Losing My Religion

by Susan Pogorzelski on April 4, 2010 · 20 comments

Life is bigger
It’s bigger than you…

REM, “Losing My Religion”

It’s Sunday night. Easter. It seems somehow appropriate that I’m writing this post today, of all days, though I’ve been thinking about the subject for weeks now.

I find myself once again asking questions, again wanting to learn anything and everything about the world. I find myself again searching for a purpose, searching for an understanding…

Trying to figure out where I belong.

Faith is one of those things that I always believed was deeply personal and not necessarily meant as a subject for debate. But I’ve since realized that I’ve recently undertaken it as a type of spiritual journey to figure out what I believe in and where I stand.

Right now, I’m just not sure.

▶ Required task:
List each thing the writer of the faith post says they find themselves doing "again," using the post's own words.

Collection entries:
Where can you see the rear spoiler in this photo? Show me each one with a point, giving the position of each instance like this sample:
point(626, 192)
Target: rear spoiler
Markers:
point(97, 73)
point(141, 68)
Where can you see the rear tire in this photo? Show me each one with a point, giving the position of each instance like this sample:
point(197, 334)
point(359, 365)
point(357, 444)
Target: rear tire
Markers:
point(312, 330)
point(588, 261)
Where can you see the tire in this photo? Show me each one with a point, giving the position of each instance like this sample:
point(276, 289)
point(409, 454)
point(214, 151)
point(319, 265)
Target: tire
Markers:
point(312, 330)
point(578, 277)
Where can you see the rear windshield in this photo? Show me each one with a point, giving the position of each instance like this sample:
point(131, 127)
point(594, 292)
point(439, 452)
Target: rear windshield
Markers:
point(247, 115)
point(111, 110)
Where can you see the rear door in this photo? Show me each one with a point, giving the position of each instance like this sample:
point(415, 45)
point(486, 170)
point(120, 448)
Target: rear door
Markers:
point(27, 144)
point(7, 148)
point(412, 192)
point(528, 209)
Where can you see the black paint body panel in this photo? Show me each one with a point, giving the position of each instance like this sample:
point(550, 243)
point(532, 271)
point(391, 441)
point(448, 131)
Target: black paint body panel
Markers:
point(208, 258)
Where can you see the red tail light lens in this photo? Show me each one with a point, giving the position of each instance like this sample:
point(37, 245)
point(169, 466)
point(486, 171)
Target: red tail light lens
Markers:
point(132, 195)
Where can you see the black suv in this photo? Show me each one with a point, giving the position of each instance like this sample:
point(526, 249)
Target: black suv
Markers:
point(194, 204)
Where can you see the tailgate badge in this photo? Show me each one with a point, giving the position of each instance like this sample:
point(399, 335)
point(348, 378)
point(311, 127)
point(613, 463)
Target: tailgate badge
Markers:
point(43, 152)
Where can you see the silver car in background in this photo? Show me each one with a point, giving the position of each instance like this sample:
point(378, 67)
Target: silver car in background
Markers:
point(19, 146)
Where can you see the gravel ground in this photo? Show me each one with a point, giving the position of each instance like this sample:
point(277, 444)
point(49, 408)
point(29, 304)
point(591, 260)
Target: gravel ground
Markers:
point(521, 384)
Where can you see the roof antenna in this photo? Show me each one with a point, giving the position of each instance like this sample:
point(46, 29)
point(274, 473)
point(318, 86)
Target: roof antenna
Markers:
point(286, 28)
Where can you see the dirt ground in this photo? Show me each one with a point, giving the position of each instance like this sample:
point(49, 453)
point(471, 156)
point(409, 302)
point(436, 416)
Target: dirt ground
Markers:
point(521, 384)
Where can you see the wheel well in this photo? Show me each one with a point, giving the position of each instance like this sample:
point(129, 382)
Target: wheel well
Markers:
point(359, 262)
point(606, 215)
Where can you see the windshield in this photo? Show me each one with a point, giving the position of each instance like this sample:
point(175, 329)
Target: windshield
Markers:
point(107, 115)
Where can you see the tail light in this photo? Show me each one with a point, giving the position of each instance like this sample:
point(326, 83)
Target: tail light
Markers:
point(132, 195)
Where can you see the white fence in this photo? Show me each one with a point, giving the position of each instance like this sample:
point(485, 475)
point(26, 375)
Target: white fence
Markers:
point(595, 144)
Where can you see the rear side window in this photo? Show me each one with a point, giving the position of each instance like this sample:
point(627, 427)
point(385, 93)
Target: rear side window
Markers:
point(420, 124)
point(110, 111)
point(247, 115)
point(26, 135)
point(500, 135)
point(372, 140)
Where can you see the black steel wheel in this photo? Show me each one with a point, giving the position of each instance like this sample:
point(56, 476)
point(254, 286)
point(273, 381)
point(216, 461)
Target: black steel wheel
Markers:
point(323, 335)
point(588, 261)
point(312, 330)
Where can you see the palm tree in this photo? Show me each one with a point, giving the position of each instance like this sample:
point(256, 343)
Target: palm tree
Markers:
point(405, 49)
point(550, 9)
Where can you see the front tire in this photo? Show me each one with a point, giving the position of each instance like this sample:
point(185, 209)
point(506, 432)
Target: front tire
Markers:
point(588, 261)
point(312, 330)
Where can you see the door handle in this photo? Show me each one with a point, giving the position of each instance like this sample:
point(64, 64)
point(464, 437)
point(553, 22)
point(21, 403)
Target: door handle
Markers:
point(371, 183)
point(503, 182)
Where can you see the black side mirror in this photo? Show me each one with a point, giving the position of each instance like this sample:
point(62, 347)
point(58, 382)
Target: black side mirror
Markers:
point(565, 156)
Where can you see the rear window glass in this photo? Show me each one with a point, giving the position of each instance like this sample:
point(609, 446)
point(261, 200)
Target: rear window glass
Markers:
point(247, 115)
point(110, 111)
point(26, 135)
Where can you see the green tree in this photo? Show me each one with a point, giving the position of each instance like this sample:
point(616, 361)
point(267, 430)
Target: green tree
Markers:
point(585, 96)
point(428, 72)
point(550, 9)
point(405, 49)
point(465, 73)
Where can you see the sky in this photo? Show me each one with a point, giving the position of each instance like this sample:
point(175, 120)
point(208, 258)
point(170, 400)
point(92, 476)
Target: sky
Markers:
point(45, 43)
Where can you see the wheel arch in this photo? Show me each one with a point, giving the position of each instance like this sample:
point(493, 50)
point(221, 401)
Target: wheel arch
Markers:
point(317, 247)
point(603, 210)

▶ Result of the task:
- asking questions
- wanting to learn anything and everything about the world
- searching for a purpose, searching for an understanding